- **Records from a data collection**
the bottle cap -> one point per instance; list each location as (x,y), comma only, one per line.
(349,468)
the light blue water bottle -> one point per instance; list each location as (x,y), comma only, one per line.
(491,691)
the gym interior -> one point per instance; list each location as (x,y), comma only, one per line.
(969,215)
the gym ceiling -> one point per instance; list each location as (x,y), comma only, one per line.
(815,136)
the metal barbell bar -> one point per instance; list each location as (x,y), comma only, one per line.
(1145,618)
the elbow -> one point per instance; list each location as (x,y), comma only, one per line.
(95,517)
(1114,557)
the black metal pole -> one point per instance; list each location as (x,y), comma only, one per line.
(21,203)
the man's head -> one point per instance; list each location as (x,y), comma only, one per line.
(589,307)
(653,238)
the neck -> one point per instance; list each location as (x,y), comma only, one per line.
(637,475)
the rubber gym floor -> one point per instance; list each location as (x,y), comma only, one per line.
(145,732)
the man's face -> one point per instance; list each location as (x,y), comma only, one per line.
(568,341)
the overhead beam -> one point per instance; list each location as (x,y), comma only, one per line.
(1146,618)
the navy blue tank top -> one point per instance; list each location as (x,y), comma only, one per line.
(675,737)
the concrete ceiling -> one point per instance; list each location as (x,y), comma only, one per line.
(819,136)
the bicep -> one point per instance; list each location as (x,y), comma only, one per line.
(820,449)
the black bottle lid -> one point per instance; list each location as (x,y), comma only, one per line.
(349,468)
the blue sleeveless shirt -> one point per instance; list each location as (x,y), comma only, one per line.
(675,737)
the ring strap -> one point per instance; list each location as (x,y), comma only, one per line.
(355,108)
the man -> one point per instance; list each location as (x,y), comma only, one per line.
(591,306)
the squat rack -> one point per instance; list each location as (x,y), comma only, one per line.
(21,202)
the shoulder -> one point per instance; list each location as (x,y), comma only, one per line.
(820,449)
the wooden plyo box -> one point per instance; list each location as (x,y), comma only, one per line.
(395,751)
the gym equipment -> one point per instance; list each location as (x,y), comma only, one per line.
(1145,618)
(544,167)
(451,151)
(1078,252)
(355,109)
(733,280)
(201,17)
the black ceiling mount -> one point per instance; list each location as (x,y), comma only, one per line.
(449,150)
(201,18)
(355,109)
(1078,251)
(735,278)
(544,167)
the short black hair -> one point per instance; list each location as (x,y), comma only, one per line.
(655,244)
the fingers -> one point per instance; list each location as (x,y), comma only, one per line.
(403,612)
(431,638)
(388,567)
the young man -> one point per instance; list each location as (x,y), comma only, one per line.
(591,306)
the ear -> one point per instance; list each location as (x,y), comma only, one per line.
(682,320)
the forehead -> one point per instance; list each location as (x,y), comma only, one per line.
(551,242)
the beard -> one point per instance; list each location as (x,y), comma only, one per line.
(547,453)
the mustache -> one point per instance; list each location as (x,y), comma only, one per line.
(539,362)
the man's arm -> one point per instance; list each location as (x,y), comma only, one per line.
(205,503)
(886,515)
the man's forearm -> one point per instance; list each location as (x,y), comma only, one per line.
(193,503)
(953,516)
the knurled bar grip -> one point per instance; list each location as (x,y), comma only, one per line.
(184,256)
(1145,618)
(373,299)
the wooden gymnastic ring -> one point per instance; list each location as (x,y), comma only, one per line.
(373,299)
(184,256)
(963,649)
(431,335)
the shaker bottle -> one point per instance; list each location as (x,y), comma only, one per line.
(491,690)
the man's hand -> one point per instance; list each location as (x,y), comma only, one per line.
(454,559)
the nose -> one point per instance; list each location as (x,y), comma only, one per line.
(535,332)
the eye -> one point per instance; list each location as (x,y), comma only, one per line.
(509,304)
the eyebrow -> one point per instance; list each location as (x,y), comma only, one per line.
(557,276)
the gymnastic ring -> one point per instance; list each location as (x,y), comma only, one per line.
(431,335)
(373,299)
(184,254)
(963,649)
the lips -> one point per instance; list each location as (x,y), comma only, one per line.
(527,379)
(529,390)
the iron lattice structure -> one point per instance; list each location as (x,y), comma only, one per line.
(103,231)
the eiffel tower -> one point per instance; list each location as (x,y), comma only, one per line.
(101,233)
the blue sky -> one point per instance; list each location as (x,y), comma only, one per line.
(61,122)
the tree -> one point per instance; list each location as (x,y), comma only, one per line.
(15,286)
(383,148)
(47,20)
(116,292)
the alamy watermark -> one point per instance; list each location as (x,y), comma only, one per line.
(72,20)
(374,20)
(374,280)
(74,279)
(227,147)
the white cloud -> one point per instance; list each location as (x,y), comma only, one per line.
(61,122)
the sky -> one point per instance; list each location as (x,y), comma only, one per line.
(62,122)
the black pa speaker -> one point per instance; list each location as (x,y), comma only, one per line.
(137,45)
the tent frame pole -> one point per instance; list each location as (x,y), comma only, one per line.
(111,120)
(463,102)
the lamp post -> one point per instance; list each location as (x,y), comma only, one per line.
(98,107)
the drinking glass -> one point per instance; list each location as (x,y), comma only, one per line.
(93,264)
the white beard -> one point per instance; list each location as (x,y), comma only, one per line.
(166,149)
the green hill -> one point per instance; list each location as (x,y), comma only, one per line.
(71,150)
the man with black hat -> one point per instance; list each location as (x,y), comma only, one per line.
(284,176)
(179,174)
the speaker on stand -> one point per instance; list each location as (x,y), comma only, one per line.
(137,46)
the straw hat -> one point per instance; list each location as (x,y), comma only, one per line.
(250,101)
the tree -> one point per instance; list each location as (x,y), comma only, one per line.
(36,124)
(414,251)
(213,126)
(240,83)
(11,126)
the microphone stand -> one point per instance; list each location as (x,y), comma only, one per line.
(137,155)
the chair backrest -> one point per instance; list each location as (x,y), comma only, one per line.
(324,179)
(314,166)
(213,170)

- **What to work on**
Exactly as shown, repeat every record.

- **Exercise response**
the bottle cap -> one point per instance; list each location as (x,y), comma only, one per line.
(349,468)
the light blue water bottle -> one point per instance; list each location as (x,y), comma only, one per line.
(491,691)
the gym interior -> one point per instance; list each location as (x,y), comma only, one per line.
(969,215)
the gym ceiling -> one point per instance; list each location as (x,y), comma only, one per line.
(815,136)
the metal barbell bar -> one point per instance; list each location as (x,y), comma only, one per line.
(1145,618)
the elbow -> one point per instance; list each location as (x,y), comma only, one per line.
(95,517)
(1114,557)
the black metal pole -> one point per instance; list each location as (x,y), comma only, one per line.
(21,203)
the man's head -> one point per instance; list each location as (x,y), comma only, one per line.
(589,307)
(653,238)
the neck -> one point per instance; list each location as (x,y), comma only, one per line.
(637,475)
the rubber gym floor -> one point per instance; list each location as (x,y), comma only, one per line.
(145,732)
the man's face -> one point per instance; list each location as (x,y), comma only, one per line.
(568,341)
the overhead beam -> one point per instance; list each location as (x,y), comma only, one per line.
(1146,618)
the navy blue tank top -> one point per instance; list each location as (x,y), comma only, one per line.
(675,737)
the concrete ceiling -> one point per instance; list each location as (x,y), comma only, one per line.
(819,136)
the bicep -> one point per instance; list each location as (x,y), comma only, one per line.
(820,449)
the black bottle lid -> one point per instance; list each location as (x,y), comma only, one per line.
(349,468)
the blue sleeveless shirt -> one point per instance; list each location as (x,y), comma only, one per line.
(675,737)
the ring strap -> one point per instance; list each location as (x,y), comma only, one per line.
(355,108)
the man -> one point per instance; list each location as (x,y), comma only, one per line.
(591,306)
the squat rack -> one point per instance; list each location as (x,y), comma only, one per line.
(21,202)
the shoulder -> one point per instance; list each location as (x,y), comma only, one per line.
(820,449)
the wooden plyo box -> one point per instance; list each location as (x,y), comma only, one per line.
(395,751)
the gym equipment -> one point per instance; list each location as (x,y), comma only, one per line.
(1145,618)
(544,167)
(451,151)
(1078,252)
(355,109)
(733,280)
(201,17)
the black ceiling mount -> one point per instance; list each location as (x,y), comma only, one per line.
(449,150)
(201,18)
(355,109)
(1078,251)
(735,278)
(544,167)
the short black hair -> one point per instance; list each location as (x,y), comma only, one per line.
(655,244)
the fingers -> one point per instance; list each location as (x,y), comma only, one per line.
(403,612)
(431,638)
(388,567)
the young man -> one point per instance; list each location as (x,y), comma only, one per line.
(591,306)
the ear -> one point per instance; list each location as (x,y), comma only, one per line.
(682,320)
the forehead -> one point per instance; list each location as (x,y), comma only, one per line.
(551,242)
the beard -> one point per instance; list each location as (x,y), comma only, one per line.
(547,453)
the mustache -> one point per instance; list each location as (x,y), comma only, one per line.
(539,362)
the man's arm -> one point per instance; list each location as (x,y), comma only, one per line.
(205,503)
(886,515)
the man's forearm -> one point per instance; list each location as (x,y), comma only, one per line.
(193,503)
(953,516)
the knurled bar grip -> one point per instance; list each location as (x,y), comma only, one per line.
(184,256)
(1145,618)
(373,299)
the wooden gymnastic ring -> one point per instance; list each location as (x,y), comma only, one per line.
(373,299)
(184,256)
(963,649)
(431,335)
the shaker bottle -> one point per instance; list each location as (x,y), comma only, one per line.
(491,690)
the man's hand -> one point per instance; list each location as (x,y), comma only, one per line.
(454,559)
the nose -> one point per instance; list each location as (x,y), comma only, one per line.
(535,332)
the eye -> one point per instance; list each location as (x,y), comma only, one per line.
(509,304)
the eyebrow -> one point per instance; list each location as (x,y), comma only, one per line.
(557,276)
the gymnastic ring -> one point per instance; list each location as (x,y), comma only, one per line.
(431,335)
(373,299)
(184,254)
(963,649)
the lips -> one point per instance; list each location as (x,y), comma only, one per line.
(527,379)
(529,390)
the iron lattice structure -> one point per instance; list each location as (x,y), comma only, one per line.
(103,231)
the eiffel tower -> one point per instance; list each location as (x,y), comma only, one per line.
(101,233)
the blue sky -> one point per instance; list each location as (x,y), comma only, one per line.
(61,122)
the tree -> one point per instance; list each location as (x,y), comma only, one per line.
(15,286)
(383,148)
(47,20)
(116,292)
the alamy watermark -> one point per instance; list each location as (x,y), comma only, one per line.
(72,20)
(374,20)
(374,280)
(74,279)
(227,147)
the white cloud -> one point per instance; list each location as (x,y), comma only, one per line.
(61,122)
the sky -> one point per instance; list each location as (x,y), comma only, one per line.
(62,122)
the black pa speaker -> one point per instance; list each location as (x,y), comma only, one per line.
(137,45)
the tent frame pole -> one point per instance; list each location as (x,y), comma only, one per line.
(111,120)
(463,102)
the lamp post -> one point per instance; list each location as (x,y), comma only, one per line.
(98,107)
the drinking glass -> one point per instance; list each location as (x,y), comma only, one per line.
(93,264)
the white beard -> one point per instance; list each location as (x,y), comma only, one per line.
(166,149)
the green hill -> one point per instance; list each location as (x,y), comma only, one per line.
(71,150)
the man with black hat -> one point per instance; list each location as (x,y), comma only, one per line.
(284,176)
(179,174)
the speaker on stand -> one point per instance; list each location as (x,y), comma only, one per line.
(137,46)
the straw hat -> one point per instance; list each location as (x,y), comma only, one per line.
(250,101)
the tree -> one point per instance; list each location as (x,y), comma only, one per line.
(36,124)
(414,251)
(213,126)
(240,83)
(11,126)
the microphone stand -> one point per instance; list each location as (x,y), comma only, one per line.
(137,155)
the chair backrest -> one point per instance; list each location as (x,y), comma only, one per line.
(324,179)
(314,166)
(213,170)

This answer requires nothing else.